▸ **SELECTED TEXT**:

Bring me equity
Michael Gerrard looks at the role of salaried partners and asks whether the profession will ever take them as seriously as the equity elite
When is a partner not a partner? When he is paid salaries and bonuses rather than a portion of profits, may be the answer - at least if a case currently causing a stir in the US is anything to go by.
One of the world's largest law firms, Sidley Austin Brown & Wood, is currently under the gaze of the US's Equal Employment Opportunity Commission (EEOC) in an ongoing case which raises the question of whether salaried partners are the real deal.
The EEOC has ordered the firm to hand over partnership documentation as part of its investigation into the demotion of 32 partners three years ago at the pre-merger Sidley & Austin (see [2002] Gazette, 14 November, 6).
The case has thrown up several issues - not least the employer or employee status of non-equity partners, who do not share in the profits and instead rely on salaries and bonuses for their income.
The difference is crucial, because employers are not covered by US anti-discrimination legislation.
Sidleys asserts that the 32 were partners and employers.
It also claims the demotions were triggered by shortcomings in performance.
Traditionally, there was a defined view of what constituted a partner - a person who owned some equity in the firm and drew a percentage of any profits rather than gaining remuneration through a set salary.
As Richard Dedman, senior partner at Barlow Lyde & Gilbert and a professional negligence specialist, puts it: 'The major difference is that an equity partner is a stakeholder in a firm, whereas a person who is on a salary is much closer to the status of employee.'
Indeed, this is a view generally taken by the Inland Revenue, which usually regards partners on a straight salary paying tax on a PAYE basis as employees for tax purposes, however they are presented to the outside world.
To this basic equity concept has been added over the years the concept of lockstep, where the percentage of profits a partner accrues is based on that lawyer's seniority in the pecking order.
Under this now widespread scheme, profits are divided on the basis of points, with partners gaining more points as they proceed up the lockstep ladder.
Further refinements have been added, such as the US merit-based idea of 'eat what you kill', where a partner only benefits from the work he himself brings in.
But over recent decades, as firms have ballooned in size and changed in character, so has the concept of partnership.
With more lawyers to satisfy, the idea of the salaried or non-equity partner was born.
And those who make it, even though everyone knows they are salaried, claim that the change in status is a major help; where before an associate could not get things done, or was not listened to, suddenly the salaried partner can and is.
The situation has been brought into sharp focus by the fashion for de-equitising lower-earning partners in an attempt to make the average profit per equity partner better, thus making a firm look better in profitability statistic tables.
This factor and the Sidley Austin case has helped re-ignite the debate in England and Wales as to whether a partner on a fixed salary is really no more than a glorified employee.

▸ **GIVEN REQUEST**: Edit the article on salaried partners, starting at "As Richard Dedman, senior" and ending at "the outside world.", swapping "Inland Revenue" for "HM Revenue & Customs". The records come from a separate source unrelated to the article.

▸ **STORED ROWS**:
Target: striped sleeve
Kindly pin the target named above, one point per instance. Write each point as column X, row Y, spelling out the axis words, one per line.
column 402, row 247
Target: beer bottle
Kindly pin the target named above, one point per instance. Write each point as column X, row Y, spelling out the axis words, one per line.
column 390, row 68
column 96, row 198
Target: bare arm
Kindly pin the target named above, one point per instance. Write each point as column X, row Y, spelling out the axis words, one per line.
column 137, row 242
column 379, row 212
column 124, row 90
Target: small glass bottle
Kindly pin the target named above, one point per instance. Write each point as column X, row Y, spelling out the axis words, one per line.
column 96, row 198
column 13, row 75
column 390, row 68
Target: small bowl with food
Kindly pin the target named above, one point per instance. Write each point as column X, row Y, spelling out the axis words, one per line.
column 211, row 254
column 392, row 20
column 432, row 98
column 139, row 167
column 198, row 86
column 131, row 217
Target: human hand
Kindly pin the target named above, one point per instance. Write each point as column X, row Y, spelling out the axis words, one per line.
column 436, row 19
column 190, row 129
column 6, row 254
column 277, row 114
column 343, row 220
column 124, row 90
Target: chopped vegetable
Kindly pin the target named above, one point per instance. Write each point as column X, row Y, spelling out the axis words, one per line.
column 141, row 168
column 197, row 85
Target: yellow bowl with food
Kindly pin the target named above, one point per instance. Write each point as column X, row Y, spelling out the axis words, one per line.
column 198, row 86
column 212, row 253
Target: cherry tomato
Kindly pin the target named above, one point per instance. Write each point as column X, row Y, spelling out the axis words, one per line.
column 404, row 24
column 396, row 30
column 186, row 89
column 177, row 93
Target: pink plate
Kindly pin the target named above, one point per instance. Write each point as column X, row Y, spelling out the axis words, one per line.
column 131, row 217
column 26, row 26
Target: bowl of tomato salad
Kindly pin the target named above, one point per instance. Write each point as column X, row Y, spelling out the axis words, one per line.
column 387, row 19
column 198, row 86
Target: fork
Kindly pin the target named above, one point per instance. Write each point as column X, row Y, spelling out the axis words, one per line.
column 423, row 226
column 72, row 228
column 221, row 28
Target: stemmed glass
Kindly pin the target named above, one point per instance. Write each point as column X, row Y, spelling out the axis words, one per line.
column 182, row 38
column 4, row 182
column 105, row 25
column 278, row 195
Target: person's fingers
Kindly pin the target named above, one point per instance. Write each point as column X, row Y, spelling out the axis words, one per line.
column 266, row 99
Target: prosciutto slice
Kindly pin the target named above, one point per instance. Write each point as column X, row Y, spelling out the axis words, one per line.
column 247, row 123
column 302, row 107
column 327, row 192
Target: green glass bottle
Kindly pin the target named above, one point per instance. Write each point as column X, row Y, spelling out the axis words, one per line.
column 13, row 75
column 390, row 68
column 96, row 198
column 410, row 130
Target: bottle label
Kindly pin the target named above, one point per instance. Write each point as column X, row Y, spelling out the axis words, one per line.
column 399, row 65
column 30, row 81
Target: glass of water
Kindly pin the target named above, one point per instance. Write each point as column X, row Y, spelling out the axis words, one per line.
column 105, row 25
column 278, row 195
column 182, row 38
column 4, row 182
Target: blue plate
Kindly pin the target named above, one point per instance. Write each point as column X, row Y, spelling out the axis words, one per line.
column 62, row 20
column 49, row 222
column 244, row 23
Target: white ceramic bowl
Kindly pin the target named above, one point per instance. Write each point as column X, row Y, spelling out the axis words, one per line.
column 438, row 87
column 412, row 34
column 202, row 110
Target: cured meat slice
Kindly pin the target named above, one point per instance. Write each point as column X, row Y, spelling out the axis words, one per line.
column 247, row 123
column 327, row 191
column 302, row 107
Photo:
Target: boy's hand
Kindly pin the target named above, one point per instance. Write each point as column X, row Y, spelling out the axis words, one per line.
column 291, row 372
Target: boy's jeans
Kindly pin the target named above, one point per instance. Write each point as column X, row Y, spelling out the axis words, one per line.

▸ **ANSWER TO THIS EXERCISE**:
As Richard Dedman, senior partner at Barlow Lyde & Gilbert and a professional negligence specialist, puts it: 'The major difference is that an equity partner is a stakeholder in a firm, whereas a person who is on a salary is much closer to the status of employee.'
Indeed, this is a view generally taken by the HM Revenue & Customs, which usually regards partners on a straight salary paying tax on a PAYE basis as employees for tax purposes, however they are presented to the outside world.